SOURCE RECORDS below:

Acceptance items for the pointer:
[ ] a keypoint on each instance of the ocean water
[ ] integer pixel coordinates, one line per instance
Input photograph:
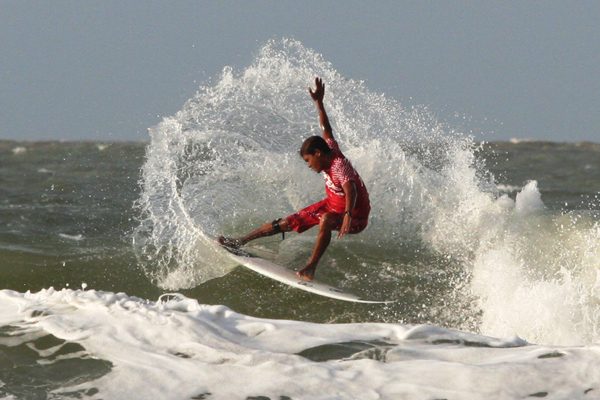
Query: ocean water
(110, 291)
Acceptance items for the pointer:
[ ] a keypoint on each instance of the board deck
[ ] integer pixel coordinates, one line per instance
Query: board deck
(279, 273)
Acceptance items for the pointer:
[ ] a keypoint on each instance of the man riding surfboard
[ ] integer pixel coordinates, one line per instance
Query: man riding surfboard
(346, 207)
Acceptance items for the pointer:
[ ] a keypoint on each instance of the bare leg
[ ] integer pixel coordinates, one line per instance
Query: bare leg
(262, 231)
(328, 223)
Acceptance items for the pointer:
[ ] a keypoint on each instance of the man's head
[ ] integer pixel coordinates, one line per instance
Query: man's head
(316, 152)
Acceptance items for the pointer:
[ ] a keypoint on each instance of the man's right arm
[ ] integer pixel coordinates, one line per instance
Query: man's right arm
(317, 96)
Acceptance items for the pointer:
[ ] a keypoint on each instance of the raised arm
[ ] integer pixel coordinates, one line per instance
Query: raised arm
(317, 96)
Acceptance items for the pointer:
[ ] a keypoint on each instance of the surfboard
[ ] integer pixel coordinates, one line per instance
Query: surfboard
(281, 274)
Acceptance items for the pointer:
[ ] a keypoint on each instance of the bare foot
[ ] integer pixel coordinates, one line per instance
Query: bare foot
(307, 273)
(230, 242)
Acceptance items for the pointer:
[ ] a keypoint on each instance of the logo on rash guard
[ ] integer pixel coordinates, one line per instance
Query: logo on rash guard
(329, 183)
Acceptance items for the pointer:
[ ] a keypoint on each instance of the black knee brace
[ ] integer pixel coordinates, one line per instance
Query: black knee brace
(277, 228)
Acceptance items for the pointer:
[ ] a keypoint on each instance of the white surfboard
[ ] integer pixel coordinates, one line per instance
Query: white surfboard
(279, 273)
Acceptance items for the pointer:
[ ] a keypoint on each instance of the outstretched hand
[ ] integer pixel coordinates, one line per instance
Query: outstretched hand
(319, 92)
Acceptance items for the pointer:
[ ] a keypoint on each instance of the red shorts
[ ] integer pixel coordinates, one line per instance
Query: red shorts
(311, 216)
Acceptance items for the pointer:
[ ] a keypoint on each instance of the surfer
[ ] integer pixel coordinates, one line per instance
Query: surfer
(346, 207)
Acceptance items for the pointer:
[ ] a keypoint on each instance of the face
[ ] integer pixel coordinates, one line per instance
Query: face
(314, 161)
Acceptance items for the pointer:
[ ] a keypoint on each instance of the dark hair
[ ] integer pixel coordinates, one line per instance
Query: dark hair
(312, 144)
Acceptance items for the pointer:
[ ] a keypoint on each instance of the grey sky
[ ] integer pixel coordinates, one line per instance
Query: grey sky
(110, 69)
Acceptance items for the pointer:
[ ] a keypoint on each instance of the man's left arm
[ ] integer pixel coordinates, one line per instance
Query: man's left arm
(349, 189)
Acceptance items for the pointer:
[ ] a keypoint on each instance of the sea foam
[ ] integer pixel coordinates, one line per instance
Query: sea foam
(179, 349)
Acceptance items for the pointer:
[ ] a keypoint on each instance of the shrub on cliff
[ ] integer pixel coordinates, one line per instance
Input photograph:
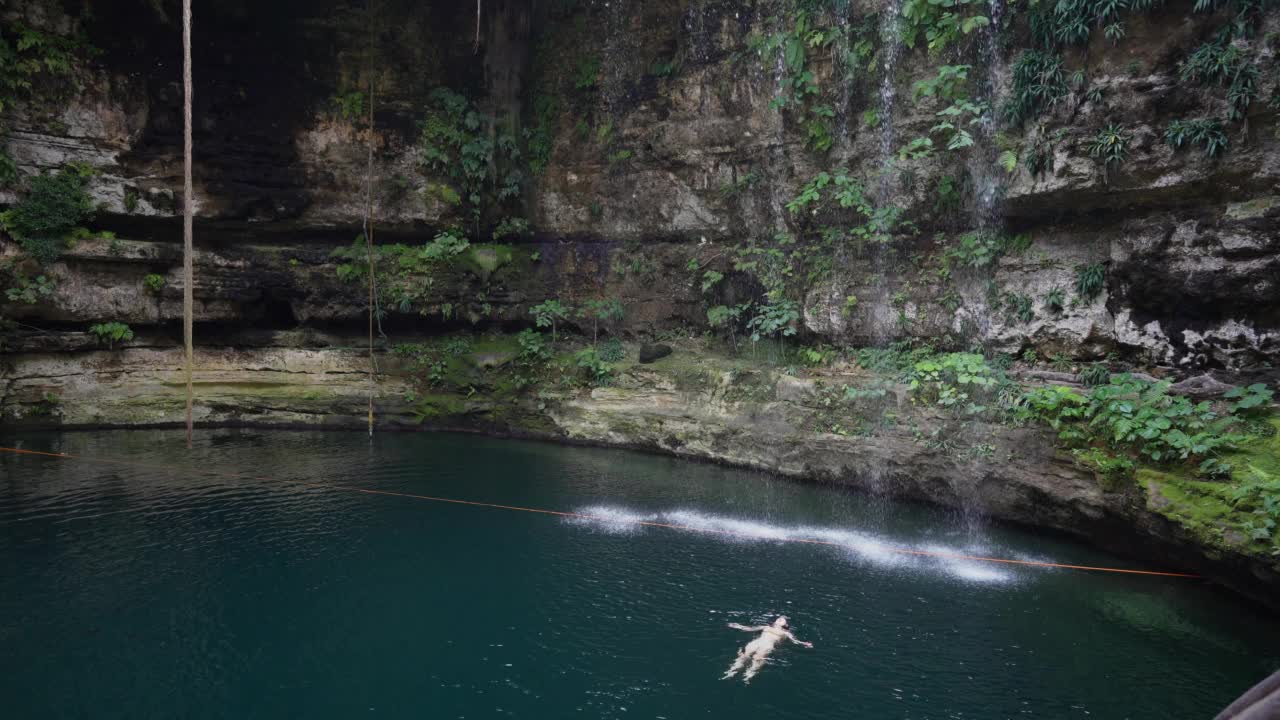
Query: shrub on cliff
(54, 206)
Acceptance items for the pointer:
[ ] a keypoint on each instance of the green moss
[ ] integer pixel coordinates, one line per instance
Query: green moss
(437, 406)
(487, 259)
(1207, 509)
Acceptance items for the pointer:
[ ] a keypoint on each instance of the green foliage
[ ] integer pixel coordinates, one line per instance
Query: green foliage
(1114, 469)
(511, 227)
(1055, 300)
(813, 28)
(664, 68)
(31, 59)
(112, 333)
(597, 370)
(1018, 308)
(1252, 400)
(727, 318)
(982, 249)
(940, 23)
(618, 156)
(55, 204)
(1110, 145)
(1038, 82)
(776, 318)
(1038, 150)
(460, 142)
(21, 288)
(548, 313)
(586, 76)
(1089, 281)
(954, 379)
(612, 351)
(1225, 64)
(896, 358)
(350, 105)
(602, 310)
(837, 192)
(405, 273)
(1096, 374)
(1206, 132)
(1138, 418)
(1070, 22)
(540, 133)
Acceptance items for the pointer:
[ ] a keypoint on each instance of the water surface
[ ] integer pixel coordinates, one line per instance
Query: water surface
(169, 592)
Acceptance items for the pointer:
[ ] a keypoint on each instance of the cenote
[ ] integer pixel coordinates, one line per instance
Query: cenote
(160, 589)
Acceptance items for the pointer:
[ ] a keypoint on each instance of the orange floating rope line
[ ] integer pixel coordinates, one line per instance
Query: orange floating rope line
(597, 518)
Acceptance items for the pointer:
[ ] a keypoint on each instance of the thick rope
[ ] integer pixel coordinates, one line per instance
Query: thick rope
(588, 516)
(369, 220)
(187, 219)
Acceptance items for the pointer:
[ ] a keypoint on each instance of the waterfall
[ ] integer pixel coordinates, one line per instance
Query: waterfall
(891, 49)
(982, 162)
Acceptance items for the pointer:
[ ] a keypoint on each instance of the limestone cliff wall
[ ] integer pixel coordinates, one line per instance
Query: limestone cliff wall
(667, 151)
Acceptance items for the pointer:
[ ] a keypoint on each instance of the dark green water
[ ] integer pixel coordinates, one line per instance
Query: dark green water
(154, 593)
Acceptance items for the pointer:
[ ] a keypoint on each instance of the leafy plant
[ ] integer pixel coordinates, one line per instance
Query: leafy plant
(723, 317)
(1038, 82)
(598, 372)
(602, 310)
(952, 379)
(1095, 374)
(548, 313)
(461, 142)
(611, 350)
(55, 204)
(511, 227)
(1110, 145)
(1206, 132)
(1089, 281)
(937, 26)
(1055, 300)
(1019, 308)
(350, 105)
(1252, 400)
(776, 318)
(112, 333)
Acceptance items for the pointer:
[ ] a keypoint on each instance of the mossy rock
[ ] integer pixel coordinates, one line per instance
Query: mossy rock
(487, 259)
(1207, 509)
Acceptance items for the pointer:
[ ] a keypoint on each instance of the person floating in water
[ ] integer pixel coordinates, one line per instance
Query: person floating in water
(758, 650)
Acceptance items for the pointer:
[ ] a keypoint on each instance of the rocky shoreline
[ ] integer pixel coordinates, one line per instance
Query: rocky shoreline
(691, 405)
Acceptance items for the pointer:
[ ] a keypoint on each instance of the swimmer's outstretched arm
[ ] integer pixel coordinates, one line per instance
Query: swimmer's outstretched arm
(795, 639)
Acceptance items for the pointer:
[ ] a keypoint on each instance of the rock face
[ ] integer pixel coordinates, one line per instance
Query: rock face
(661, 130)
(690, 405)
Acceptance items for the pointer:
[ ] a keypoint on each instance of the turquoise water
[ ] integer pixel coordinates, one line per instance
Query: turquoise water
(142, 593)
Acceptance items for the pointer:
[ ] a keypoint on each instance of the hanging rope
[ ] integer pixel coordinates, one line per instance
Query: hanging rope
(369, 220)
(187, 222)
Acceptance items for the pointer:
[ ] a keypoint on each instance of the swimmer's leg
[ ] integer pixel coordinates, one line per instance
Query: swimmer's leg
(757, 662)
(737, 664)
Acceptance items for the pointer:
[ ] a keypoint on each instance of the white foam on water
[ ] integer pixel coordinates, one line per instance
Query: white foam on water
(611, 519)
(859, 546)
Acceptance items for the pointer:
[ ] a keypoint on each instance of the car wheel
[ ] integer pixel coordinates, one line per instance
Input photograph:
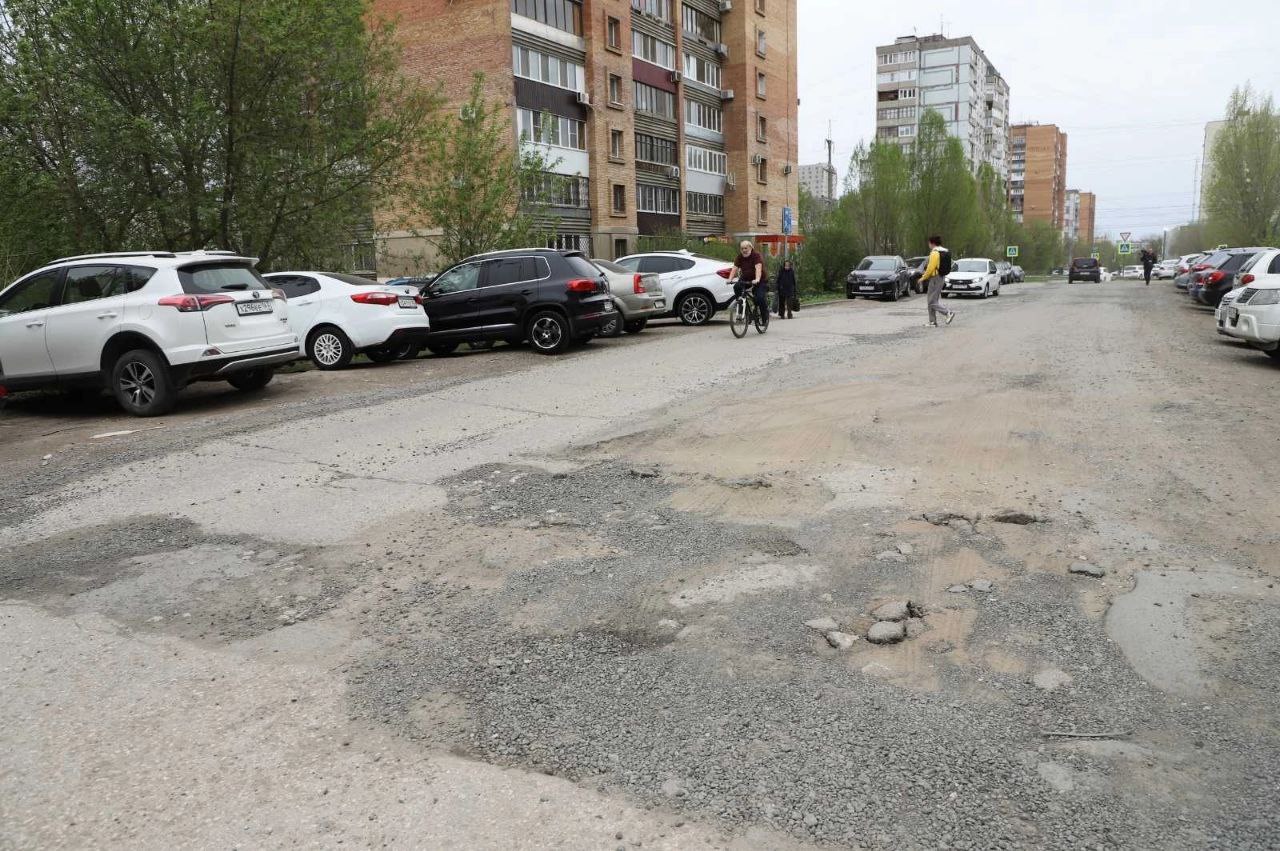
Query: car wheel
(695, 309)
(329, 348)
(252, 380)
(548, 333)
(142, 384)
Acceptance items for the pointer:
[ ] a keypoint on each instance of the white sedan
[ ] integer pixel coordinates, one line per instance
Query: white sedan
(338, 316)
(973, 277)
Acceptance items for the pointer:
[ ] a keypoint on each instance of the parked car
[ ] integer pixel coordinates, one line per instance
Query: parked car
(973, 277)
(1255, 314)
(638, 298)
(338, 316)
(545, 297)
(693, 287)
(1084, 269)
(917, 266)
(1223, 278)
(144, 325)
(880, 277)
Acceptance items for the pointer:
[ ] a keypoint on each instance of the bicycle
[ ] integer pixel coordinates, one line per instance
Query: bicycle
(744, 312)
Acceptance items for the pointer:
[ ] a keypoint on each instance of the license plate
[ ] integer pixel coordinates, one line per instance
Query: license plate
(252, 309)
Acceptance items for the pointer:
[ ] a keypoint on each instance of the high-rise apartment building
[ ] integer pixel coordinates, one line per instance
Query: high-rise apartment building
(819, 181)
(952, 77)
(661, 115)
(1037, 173)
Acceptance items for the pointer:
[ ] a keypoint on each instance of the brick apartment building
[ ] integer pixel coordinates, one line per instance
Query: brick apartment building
(1037, 173)
(667, 114)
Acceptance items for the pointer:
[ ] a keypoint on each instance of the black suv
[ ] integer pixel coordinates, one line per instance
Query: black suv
(1084, 269)
(544, 297)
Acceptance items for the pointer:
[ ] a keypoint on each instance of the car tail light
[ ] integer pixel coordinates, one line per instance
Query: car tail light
(375, 298)
(193, 303)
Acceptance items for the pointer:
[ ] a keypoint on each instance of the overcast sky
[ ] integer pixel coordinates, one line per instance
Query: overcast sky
(1132, 83)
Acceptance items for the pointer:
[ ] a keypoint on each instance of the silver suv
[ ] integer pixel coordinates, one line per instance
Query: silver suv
(144, 325)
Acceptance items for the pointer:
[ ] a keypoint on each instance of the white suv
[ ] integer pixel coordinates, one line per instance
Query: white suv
(144, 325)
(693, 287)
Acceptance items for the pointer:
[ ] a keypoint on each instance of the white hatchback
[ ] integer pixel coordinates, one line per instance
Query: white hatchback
(144, 325)
(973, 277)
(1255, 314)
(338, 316)
(693, 287)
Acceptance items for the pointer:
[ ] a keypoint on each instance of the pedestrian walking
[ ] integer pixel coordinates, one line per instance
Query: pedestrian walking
(786, 287)
(1148, 260)
(935, 277)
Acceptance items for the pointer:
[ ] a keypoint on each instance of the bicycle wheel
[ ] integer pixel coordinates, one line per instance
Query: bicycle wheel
(737, 318)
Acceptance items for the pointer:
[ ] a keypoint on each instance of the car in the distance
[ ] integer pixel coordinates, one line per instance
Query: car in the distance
(1084, 269)
(638, 298)
(144, 325)
(338, 316)
(1253, 315)
(694, 287)
(880, 277)
(973, 277)
(544, 297)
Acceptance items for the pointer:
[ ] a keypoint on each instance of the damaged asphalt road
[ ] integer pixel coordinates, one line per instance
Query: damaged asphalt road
(590, 603)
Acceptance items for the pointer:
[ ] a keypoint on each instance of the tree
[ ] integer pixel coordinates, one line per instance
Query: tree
(479, 191)
(268, 128)
(1243, 192)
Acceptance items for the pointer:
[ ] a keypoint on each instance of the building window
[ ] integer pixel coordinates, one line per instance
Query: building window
(558, 131)
(702, 24)
(562, 14)
(652, 149)
(704, 205)
(653, 50)
(531, 64)
(657, 198)
(656, 101)
(702, 115)
(704, 71)
(659, 9)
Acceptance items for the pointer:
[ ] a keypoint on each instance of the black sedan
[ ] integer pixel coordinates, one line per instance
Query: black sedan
(881, 277)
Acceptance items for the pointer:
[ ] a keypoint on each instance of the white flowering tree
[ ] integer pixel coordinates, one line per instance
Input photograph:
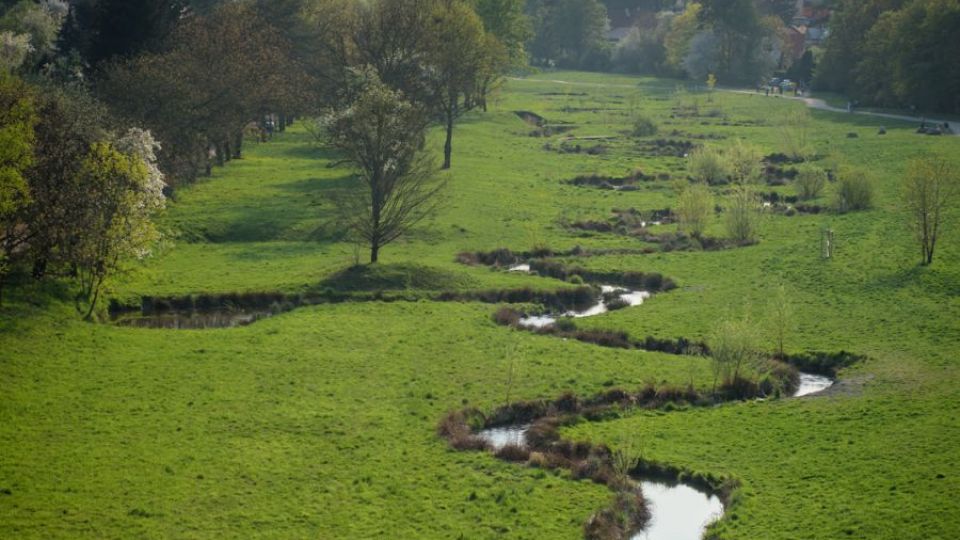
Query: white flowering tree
(382, 135)
(125, 191)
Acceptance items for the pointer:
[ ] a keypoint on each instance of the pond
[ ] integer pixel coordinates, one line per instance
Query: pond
(811, 384)
(679, 511)
(607, 293)
(192, 320)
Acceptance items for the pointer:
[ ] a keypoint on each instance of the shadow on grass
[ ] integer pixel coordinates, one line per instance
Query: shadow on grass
(393, 277)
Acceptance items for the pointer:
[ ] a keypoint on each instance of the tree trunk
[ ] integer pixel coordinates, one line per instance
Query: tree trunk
(238, 145)
(218, 149)
(448, 146)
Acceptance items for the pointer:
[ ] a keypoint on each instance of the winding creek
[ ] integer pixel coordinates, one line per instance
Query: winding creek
(679, 511)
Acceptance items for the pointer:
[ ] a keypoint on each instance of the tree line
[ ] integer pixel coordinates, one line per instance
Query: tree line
(108, 105)
(895, 53)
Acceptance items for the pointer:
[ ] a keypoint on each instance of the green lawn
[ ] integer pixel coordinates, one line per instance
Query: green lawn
(321, 422)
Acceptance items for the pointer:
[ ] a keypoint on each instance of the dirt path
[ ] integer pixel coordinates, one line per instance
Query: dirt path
(813, 103)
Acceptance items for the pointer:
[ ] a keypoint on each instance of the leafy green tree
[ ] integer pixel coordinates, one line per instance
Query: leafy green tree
(743, 39)
(116, 222)
(683, 28)
(930, 190)
(844, 47)
(506, 20)
(567, 31)
(694, 208)
(907, 61)
(455, 63)
(17, 119)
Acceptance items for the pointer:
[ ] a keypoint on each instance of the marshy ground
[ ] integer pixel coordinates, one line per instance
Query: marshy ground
(321, 420)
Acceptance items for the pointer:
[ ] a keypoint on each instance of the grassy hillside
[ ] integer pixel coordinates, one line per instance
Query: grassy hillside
(321, 421)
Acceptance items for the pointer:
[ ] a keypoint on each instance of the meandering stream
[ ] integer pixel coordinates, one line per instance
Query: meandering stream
(679, 511)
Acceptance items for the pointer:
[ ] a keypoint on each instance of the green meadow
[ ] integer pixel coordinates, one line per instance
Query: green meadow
(321, 421)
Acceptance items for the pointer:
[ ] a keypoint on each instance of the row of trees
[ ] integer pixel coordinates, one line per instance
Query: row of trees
(894, 53)
(741, 41)
(80, 187)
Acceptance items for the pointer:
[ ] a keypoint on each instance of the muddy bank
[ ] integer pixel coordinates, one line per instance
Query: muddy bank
(528, 432)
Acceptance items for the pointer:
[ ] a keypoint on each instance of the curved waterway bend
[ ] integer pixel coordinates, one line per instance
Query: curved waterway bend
(679, 512)
(630, 298)
(811, 384)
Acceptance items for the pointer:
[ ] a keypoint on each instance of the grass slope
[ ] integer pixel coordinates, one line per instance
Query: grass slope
(320, 422)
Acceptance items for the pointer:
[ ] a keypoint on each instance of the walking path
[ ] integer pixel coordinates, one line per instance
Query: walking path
(813, 103)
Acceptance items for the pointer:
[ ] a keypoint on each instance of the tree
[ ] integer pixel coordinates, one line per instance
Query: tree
(740, 33)
(116, 224)
(69, 122)
(102, 30)
(683, 28)
(734, 346)
(810, 182)
(382, 135)
(854, 191)
(567, 31)
(506, 21)
(781, 319)
(17, 119)
(744, 160)
(843, 48)
(39, 24)
(454, 64)
(694, 208)
(703, 56)
(929, 190)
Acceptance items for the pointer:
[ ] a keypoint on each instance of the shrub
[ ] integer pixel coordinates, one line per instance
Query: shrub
(694, 208)
(734, 346)
(742, 215)
(744, 161)
(616, 304)
(708, 166)
(854, 191)
(513, 452)
(507, 317)
(644, 127)
(810, 183)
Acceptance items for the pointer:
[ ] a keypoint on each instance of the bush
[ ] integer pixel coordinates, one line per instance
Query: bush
(694, 208)
(644, 127)
(742, 215)
(810, 183)
(708, 166)
(854, 191)
(744, 162)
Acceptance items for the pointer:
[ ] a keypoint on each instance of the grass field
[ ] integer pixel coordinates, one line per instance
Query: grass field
(321, 422)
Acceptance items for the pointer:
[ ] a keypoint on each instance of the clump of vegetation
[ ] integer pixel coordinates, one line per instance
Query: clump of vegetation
(742, 215)
(794, 135)
(643, 126)
(734, 347)
(810, 183)
(708, 165)
(854, 191)
(694, 208)
(929, 190)
(744, 162)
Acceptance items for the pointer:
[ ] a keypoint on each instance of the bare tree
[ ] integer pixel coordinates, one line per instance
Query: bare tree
(930, 187)
(382, 135)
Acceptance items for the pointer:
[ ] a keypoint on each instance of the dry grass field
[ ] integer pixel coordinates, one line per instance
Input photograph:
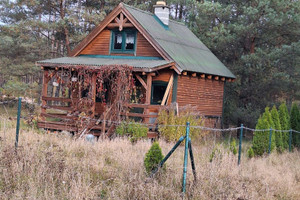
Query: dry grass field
(52, 166)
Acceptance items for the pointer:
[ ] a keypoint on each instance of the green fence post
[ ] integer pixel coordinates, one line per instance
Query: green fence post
(192, 160)
(290, 140)
(270, 140)
(185, 157)
(18, 122)
(240, 144)
(167, 156)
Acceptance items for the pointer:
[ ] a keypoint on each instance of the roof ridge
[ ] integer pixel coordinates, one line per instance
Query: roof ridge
(152, 14)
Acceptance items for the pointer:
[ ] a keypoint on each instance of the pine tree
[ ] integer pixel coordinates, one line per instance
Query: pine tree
(284, 118)
(277, 126)
(295, 124)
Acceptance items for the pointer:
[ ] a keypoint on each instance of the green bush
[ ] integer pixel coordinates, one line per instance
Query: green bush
(295, 124)
(233, 148)
(284, 119)
(153, 157)
(250, 153)
(277, 126)
(173, 133)
(216, 152)
(133, 130)
(261, 138)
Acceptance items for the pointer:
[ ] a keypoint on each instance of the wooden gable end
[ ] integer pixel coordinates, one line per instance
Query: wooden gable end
(100, 45)
(99, 42)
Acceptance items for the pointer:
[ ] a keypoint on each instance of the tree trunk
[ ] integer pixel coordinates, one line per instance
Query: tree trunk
(66, 31)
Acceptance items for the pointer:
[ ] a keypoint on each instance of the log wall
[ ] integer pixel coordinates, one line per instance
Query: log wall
(206, 94)
(164, 75)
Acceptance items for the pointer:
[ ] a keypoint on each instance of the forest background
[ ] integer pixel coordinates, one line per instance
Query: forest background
(258, 40)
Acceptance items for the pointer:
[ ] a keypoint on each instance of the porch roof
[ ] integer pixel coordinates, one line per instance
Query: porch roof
(137, 64)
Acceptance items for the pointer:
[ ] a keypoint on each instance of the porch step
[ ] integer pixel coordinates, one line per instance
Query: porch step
(152, 134)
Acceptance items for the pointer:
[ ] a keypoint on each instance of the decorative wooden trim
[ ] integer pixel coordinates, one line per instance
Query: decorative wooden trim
(135, 105)
(119, 9)
(45, 98)
(139, 115)
(115, 25)
(141, 81)
(94, 33)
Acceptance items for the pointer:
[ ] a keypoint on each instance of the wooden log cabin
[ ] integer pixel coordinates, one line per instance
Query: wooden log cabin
(168, 62)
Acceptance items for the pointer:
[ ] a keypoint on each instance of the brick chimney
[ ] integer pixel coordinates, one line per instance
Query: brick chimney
(162, 11)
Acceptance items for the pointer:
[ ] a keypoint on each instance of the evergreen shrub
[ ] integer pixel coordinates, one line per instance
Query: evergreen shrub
(233, 148)
(284, 119)
(133, 130)
(261, 138)
(295, 124)
(250, 153)
(153, 157)
(168, 116)
(277, 126)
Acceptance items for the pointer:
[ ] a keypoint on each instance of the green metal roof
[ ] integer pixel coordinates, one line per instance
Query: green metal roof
(181, 44)
(90, 61)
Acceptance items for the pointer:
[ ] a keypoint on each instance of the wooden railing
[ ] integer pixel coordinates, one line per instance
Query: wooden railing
(146, 112)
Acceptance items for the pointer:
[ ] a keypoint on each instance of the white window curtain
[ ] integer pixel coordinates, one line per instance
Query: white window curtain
(119, 38)
(129, 39)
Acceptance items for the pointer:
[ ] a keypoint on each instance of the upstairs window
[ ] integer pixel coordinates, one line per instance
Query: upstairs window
(123, 41)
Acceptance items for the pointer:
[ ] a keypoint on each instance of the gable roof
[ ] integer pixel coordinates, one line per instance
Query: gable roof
(181, 44)
(175, 43)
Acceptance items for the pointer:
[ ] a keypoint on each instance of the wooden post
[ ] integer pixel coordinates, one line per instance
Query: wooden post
(44, 92)
(94, 79)
(167, 92)
(148, 90)
(148, 95)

End of SOURCE RECORDS.

YOUR OBJECTIVE
Only one stretch of the data is wanted: write out exactly the lines from the one holding "[ ] a keypoint on each instance of the man's left" through the one holding "[ ] a keypoint on each instance of the orange", both included, without the pictures.

SOLUTION TO THIS PROBLEM
[ ] a keypoint on each instance of the man's left arm
[ ] integer pixel coordinates, one line per instance
Query: man's left arm
(349, 189)
Acceptance items for the pointer:
[ ] a keypoint on each instance of the sea foam
[ ] integer pixel coordinates, one line per instance
Query: sea foam
(179, 349)
Acceptance items for the pointer:
[ ] a keypoint on each instance of the shrub on cliff
[ ] integer pixel coordinates, one line per instance
Input photograph:
Query: shrub on cliff
(54, 206)
Acceptance items for the pointer:
[ ] a keypoint on each instance of the green moss
[ ] integer pixel coordinates, one line per instance
Query: green moss
(437, 406)
(487, 259)
(1207, 509)
Acceptance items for the pointer:
[ ] a keypoint on each instance of the green foliage
[ ] integer pixel coordinates, one line per instance
Query: green foliage
(1114, 469)
(511, 227)
(1055, 300)
(813, 28)
(664, 68)
(31, 59)
(112, 333)
(597, 370)
(1018, 308)
(1252, 400)
(727, 318)
(982, 249)
(940, 23)
(618, 156)
(55, 204)
(1110, 145)
(1038, 82)
(776, 318)
(1038, 150)
(460, 142)
(21, 288)
(548, 313)
(586, 76)
(1089, 281)
(954, 379)
(612, 351)
(1225, 64)
(896, 358)
(350, 105)
(602, 310)
(837, 192)
(405, 273)
(1096, 374)
(1206, 132)
(1138, 418)
(1070, 22)
(540, 133)
Acceptance items for the pointer:
[ ] a keypoint on each instance of the water surface
[ ] integer pixel coordinates, one line per instance
Query: water surface
(169, 592)
Acceptance items for the pointer:
[ ] a keypoint on each instance of the cenote
[ ] integer pixel coordinates, one line per instance
Query: cenote
(160, 589)
Acceptance items for the pointer:
[ ] a keypoint on each instance of the orange floating rope line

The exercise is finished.